**Task statement**
The output should be identical to the entries that follow.

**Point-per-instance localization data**
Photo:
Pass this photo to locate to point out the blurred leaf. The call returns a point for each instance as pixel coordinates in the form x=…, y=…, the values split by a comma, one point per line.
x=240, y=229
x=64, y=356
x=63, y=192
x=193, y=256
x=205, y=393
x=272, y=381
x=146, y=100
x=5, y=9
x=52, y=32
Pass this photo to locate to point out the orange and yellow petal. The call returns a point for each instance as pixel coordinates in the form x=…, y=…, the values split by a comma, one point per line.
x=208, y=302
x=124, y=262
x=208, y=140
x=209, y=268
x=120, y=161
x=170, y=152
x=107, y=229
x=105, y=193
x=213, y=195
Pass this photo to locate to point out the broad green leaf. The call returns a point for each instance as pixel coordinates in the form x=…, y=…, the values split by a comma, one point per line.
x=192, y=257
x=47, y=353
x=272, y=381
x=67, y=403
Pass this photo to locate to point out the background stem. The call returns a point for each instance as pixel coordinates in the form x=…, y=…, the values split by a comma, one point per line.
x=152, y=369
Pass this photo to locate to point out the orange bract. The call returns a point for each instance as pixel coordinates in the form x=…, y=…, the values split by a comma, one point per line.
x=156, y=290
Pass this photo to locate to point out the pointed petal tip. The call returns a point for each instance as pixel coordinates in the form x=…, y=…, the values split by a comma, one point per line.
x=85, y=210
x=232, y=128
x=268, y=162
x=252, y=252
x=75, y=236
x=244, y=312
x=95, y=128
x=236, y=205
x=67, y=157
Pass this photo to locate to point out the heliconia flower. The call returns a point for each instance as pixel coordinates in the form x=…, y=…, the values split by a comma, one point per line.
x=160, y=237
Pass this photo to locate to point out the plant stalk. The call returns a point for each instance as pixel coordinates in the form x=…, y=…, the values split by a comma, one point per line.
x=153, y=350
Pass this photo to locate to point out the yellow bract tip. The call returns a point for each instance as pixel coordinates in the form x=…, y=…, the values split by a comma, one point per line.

**Finished task**
Photo:
Pass this photo to locate to point out the blurred leaf. The call returns a point for each instance as pixel coordinates in the form x=…, y=…, the values split by a comma, one point per line.
x=240, y=229
x=64, y=356
x=63, y=192
x=193, y=256
x=205, y=393
x=272, y=381
x=146, y=100
x=5, y=9
x=52, y=32
Pass this photo to locate to point out the orange and yellow petal. The call returns a point for each instance as pixel coordinates in the form x=…, y=…, the values split by a comma, one point per line.
x=208, y=302
x=124, y=262
x=208, y=140
x=209, y=268
x=120, y=161
x=170, y=152
x=107, y=229
x=105, y=193
x=213, y=195
Pass this photo to locate to point out the broad green leaf. The call returns a point for each instance as pixel coordinates in the form x=…, y=…, the values split by a comma, one point per line.
x=192, y=257
x=47, y=353
x=272, y=381
x=67, y=403
Pass this photo to locate to point out the background stem. The call returns a point for each instance as pixel coordinates in the form x=…, y=…, the values split by a comma, one point per line.
x=152, y=369
Pass this photo to locate to point out the orange bract. The call returns a point for each instance as pixel coordinates in the form x=…, y=…, the values split by a comma, one point per line.
x=156, y=290
Pass this photo to locate to point out the pointed petal tip. The call returns a point for each instance as pixel coordinates in the form x=…, y=…, the values split by a comma, one point per line.
x=85, y=210
x=232, y=128
x=268, y=162
x=252, y=252
x=75, y=236
x=244, y=312
x=95, y=128
x=236, y=205
x=67, y=157
Pass this photo to locate to point out the heliconia flower. The call returns a point for each instance as pixel coordinates in the form x=…, y=…, the values split by a comma, one point per line.
x=160, y=237
Pass this photo to locate to point out the plant stalk. The call returns a point for each instance as pixel coordinates in the form x=…, y=…, the values split by a comma, one point per line.
x=153, y=350
Pass this photo to locate to point out the yellow bract tip. The call returns a point for each instance as pixel coordinates in the form x=…, y=…, the values split by a comma, one point per line.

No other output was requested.